A P2P platform offering consumer loans with a strong Buyback Guarantee, but facing recent regulatory transition issues.
Looking for passive income through consumer loans? Esketit offers investment opportunities in diverse markets, primarily focusing on loans originated by their affiliated lending group. While offering high expected returns and a Buyback Guarantee, recent platform transitions have introduced significant liquidity and transparency concerns for existing investors.
Esketit is a P2P lending platform established in 2019, originating from Ireland and recently transitioning its operations to Croatia. It focuses on offering investors claim rights in personal loans, primarily from affiliated loan originators (part of the Creamfinance group). The platform emphasizes ease of use and automated investing.
Investors are attracted to Esketit for its relatively high returns (around 12%), the safety net provided by the Buyback Guarantee, and the simplicity of its Auto-Invest feature. It provides diversification opportunities across several markets, allowing for hands-off passive income generation.

▶ **Excerpted records**:
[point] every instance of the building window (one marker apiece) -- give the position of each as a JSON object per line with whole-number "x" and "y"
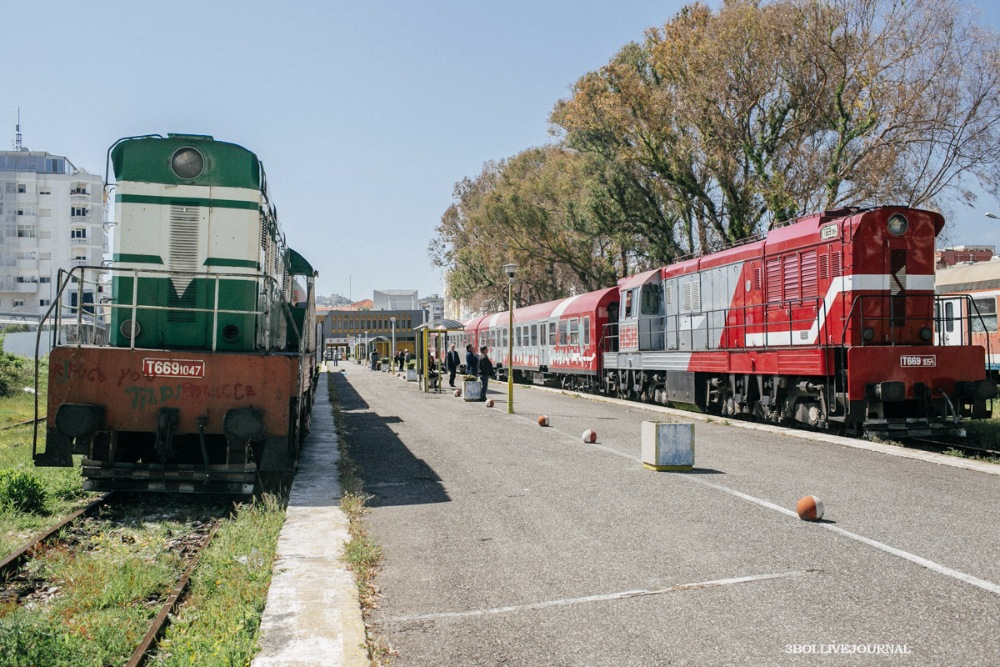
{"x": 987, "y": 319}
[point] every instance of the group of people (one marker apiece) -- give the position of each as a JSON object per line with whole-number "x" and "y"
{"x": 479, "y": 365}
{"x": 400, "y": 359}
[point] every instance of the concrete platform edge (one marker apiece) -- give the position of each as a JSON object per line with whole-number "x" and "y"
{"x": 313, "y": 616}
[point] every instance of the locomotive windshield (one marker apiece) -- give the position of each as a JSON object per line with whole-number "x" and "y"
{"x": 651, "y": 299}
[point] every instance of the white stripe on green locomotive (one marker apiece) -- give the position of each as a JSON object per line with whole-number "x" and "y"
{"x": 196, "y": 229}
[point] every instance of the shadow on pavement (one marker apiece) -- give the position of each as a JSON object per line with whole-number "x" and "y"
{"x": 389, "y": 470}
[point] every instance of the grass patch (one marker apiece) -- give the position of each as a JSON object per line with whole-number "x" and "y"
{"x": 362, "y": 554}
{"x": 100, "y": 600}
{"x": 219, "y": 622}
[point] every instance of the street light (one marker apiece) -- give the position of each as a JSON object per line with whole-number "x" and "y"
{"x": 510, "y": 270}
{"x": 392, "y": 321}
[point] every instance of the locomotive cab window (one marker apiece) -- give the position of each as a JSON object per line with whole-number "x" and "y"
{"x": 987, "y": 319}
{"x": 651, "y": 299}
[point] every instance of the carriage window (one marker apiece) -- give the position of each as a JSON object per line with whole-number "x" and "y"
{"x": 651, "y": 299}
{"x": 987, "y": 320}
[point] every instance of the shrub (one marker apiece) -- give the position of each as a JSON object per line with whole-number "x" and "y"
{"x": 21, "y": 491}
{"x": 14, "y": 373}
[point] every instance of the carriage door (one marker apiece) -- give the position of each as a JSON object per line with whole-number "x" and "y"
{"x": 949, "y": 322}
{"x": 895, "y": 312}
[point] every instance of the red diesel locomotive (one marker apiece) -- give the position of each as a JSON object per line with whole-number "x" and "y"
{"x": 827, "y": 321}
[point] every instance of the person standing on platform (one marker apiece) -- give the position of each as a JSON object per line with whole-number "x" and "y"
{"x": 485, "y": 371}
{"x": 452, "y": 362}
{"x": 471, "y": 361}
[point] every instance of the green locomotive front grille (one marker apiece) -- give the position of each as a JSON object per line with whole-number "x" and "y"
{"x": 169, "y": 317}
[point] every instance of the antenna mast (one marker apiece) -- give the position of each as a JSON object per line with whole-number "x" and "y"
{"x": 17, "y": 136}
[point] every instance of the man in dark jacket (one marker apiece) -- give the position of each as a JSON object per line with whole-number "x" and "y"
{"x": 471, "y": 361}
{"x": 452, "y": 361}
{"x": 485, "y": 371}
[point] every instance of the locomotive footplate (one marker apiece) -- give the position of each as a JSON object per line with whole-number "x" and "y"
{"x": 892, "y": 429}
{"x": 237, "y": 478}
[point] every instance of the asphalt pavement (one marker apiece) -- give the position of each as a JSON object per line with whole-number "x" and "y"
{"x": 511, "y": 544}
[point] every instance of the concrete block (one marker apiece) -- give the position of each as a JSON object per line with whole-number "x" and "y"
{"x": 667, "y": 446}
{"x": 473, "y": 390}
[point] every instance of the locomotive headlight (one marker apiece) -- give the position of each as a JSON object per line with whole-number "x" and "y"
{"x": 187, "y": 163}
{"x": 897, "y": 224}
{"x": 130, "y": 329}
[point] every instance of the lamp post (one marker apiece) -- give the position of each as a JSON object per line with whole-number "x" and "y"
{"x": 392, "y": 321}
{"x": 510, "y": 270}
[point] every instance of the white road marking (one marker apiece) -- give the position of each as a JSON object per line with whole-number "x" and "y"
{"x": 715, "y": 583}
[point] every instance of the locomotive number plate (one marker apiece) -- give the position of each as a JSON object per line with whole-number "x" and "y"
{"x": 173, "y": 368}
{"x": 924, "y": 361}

...

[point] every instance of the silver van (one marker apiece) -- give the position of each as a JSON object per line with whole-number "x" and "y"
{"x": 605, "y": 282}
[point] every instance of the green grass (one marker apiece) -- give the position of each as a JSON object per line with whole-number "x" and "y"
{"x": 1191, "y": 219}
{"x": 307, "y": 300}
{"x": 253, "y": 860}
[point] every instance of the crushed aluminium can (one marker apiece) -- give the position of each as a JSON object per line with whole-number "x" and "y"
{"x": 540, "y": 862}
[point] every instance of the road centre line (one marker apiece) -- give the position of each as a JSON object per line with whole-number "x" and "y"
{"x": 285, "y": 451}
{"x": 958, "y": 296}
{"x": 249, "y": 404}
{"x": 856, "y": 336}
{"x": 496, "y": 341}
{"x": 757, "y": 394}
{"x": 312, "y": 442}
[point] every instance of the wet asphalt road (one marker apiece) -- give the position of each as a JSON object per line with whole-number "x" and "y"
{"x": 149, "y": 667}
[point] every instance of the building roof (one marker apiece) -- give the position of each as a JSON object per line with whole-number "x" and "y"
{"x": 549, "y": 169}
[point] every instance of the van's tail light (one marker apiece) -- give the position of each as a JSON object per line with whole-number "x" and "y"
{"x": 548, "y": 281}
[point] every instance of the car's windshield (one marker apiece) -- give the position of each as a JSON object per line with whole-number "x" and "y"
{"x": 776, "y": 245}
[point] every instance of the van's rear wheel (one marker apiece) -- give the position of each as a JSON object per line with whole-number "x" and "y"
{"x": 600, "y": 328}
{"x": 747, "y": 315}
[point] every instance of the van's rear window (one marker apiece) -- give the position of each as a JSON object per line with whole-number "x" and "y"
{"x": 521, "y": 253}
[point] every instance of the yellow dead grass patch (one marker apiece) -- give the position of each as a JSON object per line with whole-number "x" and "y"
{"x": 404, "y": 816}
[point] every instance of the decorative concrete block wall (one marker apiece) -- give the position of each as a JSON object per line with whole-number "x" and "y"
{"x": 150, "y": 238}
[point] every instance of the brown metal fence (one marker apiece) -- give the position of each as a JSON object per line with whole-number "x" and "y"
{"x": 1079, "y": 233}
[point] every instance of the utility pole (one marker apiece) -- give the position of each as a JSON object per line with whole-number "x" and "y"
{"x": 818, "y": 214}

...

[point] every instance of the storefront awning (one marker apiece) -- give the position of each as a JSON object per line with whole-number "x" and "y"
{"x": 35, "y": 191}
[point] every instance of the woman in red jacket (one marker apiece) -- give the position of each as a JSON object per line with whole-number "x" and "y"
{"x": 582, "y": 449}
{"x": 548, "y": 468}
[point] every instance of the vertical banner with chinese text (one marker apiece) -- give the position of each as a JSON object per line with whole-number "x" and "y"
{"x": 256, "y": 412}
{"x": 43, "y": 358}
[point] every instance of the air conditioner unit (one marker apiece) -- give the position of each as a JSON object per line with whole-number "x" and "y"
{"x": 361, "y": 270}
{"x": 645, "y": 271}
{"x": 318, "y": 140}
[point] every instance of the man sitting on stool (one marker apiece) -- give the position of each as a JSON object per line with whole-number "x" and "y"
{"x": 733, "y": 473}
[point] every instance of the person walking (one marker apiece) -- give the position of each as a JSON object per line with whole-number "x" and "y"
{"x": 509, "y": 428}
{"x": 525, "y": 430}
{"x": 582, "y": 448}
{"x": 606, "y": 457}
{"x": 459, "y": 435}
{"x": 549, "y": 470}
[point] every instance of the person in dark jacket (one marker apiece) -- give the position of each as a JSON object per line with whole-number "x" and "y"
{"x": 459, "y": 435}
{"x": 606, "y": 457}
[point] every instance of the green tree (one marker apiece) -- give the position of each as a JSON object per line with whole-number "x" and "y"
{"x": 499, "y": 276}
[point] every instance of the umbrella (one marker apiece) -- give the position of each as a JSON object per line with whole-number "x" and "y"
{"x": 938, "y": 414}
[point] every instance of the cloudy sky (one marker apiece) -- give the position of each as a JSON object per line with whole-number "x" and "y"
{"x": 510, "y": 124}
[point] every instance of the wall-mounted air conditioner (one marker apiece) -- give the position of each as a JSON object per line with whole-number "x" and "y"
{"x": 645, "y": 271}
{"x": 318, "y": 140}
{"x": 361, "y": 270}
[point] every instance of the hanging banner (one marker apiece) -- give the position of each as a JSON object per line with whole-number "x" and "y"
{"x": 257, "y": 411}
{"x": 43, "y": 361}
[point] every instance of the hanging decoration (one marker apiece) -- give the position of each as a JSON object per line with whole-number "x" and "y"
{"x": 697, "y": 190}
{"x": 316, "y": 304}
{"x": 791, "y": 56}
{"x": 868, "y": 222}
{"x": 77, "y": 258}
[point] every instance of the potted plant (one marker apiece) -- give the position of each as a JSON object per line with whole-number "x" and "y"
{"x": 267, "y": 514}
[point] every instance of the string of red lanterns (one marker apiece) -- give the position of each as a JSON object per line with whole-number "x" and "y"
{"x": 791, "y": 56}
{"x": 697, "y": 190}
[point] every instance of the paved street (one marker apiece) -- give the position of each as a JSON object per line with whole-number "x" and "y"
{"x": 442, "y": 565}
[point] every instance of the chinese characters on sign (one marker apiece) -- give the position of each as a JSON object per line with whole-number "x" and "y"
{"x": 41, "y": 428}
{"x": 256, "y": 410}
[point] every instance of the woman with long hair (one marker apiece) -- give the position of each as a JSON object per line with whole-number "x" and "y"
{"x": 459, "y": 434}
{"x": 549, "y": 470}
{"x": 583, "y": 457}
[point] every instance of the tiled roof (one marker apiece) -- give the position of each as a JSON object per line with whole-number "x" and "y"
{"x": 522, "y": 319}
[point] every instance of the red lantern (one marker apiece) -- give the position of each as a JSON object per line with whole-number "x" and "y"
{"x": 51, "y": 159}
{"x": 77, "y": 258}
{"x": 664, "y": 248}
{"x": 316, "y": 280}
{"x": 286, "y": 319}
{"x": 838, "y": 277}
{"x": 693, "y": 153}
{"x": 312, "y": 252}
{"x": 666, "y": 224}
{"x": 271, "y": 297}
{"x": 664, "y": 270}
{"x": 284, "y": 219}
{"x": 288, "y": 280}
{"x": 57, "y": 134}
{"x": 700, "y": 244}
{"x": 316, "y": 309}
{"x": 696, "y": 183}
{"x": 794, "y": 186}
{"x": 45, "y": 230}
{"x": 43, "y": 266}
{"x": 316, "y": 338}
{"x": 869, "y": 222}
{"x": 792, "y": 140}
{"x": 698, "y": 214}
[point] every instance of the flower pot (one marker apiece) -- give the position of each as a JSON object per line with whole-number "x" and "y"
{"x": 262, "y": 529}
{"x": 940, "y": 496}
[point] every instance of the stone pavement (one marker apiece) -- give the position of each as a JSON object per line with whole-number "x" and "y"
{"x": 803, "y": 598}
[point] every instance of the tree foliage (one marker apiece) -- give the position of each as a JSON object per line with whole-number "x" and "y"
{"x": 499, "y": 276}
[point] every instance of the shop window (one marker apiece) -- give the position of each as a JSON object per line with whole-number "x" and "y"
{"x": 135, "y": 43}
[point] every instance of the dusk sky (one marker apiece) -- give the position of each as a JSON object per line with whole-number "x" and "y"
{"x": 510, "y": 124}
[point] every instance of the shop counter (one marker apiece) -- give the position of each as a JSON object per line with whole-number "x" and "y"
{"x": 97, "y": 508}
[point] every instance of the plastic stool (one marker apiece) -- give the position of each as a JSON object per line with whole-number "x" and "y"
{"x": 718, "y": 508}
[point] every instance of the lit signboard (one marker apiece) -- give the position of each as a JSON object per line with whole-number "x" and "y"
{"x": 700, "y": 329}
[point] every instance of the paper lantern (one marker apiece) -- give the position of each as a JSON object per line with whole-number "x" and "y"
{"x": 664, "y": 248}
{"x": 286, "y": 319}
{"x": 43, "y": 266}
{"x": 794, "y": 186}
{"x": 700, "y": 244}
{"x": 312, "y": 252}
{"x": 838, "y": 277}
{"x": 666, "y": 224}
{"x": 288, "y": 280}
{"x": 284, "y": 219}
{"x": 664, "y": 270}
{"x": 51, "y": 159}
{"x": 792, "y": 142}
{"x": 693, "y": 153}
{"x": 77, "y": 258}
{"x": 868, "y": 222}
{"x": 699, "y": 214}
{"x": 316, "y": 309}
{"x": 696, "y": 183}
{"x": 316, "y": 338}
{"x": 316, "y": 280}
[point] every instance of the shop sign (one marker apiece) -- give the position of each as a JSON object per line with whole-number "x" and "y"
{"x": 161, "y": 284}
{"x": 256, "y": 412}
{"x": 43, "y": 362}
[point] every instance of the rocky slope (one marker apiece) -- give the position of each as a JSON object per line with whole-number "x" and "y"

▶ **Work instructions**:
1 > Write out the Esketit overview from "Looking for passive" to "for existing investors.", word for word.
2 > Sum up the Esketit overview in two sentences.
You won't need the entries for any of this.

▶ **Answers in order**:
1 >
Looking for passive income through consumer loans? Esketit offers investment opportunities in diverse markets, primarily focusing on loans originated by their affiliated lending group. While offering high expected returns and a Buyback Guarantee, recent platform transitions have introduced significant liquidity and transparency concerns for existing investors.

2 > Esketit is a P2P lending platform set up in Ireland in 2019 and now moving its operations to Croatia, offering investors claim rights in personal loans mostly from lenders in the Creamfinance group. It draws investors with returns of around 12%, a Buyback Guarantee and an Auto-Invest feature, but recent platform transitions have raised serious liquidity and transparency concerns for existing investors.